**WORK REQUIRED**
The Biotite tutorial below stops partway through its overview of the package's subpackages. Write the next part of it, starting after its last sentence.

**PAGE TEXT**
__________________________________________________
Tutorial#
Getting started#
Biotite is a Python package that facilitates everyday tasks in sequence and structure bioinformatics by providing a broad set of tools functionalities for handling files, analyzing data and visualizing results. This tutorial should give newcomers a quick tour through the central functionalities of this package and how they can be used in combination. Thus, the following chapters use rather simple examples. If you are more interested in application of Biotite on real-world problems, have a look at the example gallery.
Installation#
Biotite is available for pip and Conda package managers. You can install the package simply via
$ pip install biotite
or
$ conda install -c conda-forge biotite
respectively.
If the installation was successful, you should be able to import and use Biotite, for example
import biotite.sequence as seq
print(seq.ProteinSequence("BIQTITE*IS*INSTALLED"))
BIQTITE*IS*INSTALLED
If you experience issues or search for other installation methods, have a look at the installation page.
Overview#
Biotite is split into 4 subpackages:
The biotite.sequence
subpackage contains functionality for
working with sequence information of any kind.
The package contains by default sequence types for nucleotides and
proteins, but the alphabet-based implementation allows simple
integration of own sequence types, even if they do not rely on letters.
Beside the support for different file formats, the package includes general
purpose functions for sequence manipulations and a comprehensive
modular systems for sequence alignments.
The biotite.structure
subpackage enables handling of 3D
structures of biomolecules.
__________________________________________________
**DATASET ENTRIES**
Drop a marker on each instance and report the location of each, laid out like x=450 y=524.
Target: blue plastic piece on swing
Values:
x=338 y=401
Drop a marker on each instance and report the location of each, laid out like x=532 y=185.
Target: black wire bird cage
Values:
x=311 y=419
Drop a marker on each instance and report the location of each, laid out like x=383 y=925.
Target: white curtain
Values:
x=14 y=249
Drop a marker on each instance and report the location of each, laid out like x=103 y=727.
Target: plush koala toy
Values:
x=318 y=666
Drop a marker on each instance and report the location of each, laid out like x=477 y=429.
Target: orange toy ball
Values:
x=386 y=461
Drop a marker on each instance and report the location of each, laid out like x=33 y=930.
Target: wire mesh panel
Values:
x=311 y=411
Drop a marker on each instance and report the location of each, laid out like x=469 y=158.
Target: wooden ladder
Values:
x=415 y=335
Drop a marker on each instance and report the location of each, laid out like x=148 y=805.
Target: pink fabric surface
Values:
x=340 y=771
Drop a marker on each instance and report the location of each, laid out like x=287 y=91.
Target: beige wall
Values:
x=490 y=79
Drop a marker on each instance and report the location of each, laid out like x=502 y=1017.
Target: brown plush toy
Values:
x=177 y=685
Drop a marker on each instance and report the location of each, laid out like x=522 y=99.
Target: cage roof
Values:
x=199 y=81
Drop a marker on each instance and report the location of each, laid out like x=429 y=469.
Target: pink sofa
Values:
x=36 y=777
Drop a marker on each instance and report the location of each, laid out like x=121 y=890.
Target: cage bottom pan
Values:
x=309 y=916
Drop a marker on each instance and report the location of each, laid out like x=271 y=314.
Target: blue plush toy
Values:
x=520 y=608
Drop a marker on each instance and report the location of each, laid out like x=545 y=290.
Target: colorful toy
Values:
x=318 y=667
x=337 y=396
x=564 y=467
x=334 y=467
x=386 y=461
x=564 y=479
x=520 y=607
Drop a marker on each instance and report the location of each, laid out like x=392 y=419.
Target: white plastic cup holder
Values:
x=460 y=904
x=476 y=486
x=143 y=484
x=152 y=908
__________________________________________________
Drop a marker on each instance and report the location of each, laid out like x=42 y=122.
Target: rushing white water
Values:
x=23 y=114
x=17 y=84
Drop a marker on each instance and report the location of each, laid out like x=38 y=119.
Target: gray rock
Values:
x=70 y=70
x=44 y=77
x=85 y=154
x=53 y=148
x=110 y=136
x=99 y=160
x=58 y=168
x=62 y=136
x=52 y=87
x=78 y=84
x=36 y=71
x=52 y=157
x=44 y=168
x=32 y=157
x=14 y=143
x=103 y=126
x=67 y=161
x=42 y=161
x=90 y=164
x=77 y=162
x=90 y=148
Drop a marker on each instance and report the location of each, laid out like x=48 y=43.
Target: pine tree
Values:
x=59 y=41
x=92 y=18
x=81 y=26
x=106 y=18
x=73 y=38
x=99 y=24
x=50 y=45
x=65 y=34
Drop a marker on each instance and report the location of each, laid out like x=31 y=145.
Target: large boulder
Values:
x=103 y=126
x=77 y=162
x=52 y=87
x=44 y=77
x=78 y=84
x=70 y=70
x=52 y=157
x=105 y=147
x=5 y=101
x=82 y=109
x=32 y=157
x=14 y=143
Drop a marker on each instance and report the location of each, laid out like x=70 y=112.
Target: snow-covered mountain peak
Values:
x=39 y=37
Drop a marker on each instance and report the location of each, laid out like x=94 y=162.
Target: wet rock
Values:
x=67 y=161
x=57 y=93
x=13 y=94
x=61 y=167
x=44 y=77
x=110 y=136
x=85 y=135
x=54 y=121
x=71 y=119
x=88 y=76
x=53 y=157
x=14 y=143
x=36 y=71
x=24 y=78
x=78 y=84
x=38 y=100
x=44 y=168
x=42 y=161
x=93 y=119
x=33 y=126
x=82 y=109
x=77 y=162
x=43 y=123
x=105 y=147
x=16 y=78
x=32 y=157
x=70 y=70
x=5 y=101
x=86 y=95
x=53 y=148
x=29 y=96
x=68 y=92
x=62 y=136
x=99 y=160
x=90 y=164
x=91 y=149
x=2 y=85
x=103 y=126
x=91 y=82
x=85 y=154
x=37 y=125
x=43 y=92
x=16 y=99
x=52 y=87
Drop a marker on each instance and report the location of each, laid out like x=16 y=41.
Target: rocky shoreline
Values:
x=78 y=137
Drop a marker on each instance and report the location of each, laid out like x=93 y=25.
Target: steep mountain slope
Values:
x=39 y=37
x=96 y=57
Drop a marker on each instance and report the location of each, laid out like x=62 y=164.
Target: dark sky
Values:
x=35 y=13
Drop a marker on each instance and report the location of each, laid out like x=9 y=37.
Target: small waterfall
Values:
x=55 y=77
__________________________________________________
**TASK OUTPUT**
Simplified, a structure is represented by NumPy arrays for atom coordinates
and annotations (residue names, elements, charges, etc.).
This renders operations applied to this structure representation very fast and
scales from single models to entire ensembles (e.g. molecular dynamics
trajectories).
Structures can be read and written from many popular file formats - from the
ancient PDB to the modern BinaryCIF.
The subpackage provides functionalities for filtering, measuring, editing,
superimposing structures and much more.
The biotite.database
subpackage is all about downloading data
from biological databases, that can be subsequently used in the aforementioned
subpackages.
It allows searching for database entries by specifying and combining criteria
in a Pythonic way and thereby conceals the complexity of the underlying REST
API of the database.
The biotite.application
subpackage extends the repertoire of Biotite’s
analysis functions with interfaces for external software.
These range from locally installed programs (e.g. Clustal Omega) to web
applications (e.g. NCBI BLAST).
The interfaces are seamless:
The input and output are sequence and structure objects, file input/output and
the command line interface is handled internally.
It is basically very similar to using normal functions.
The following chapters will take you on a journey through the functionalities provided by the mentioned subpackages.
Note
The files used in this tutorial will be stored in a temporary directory. So make sure to put the files you want keep somewhere else.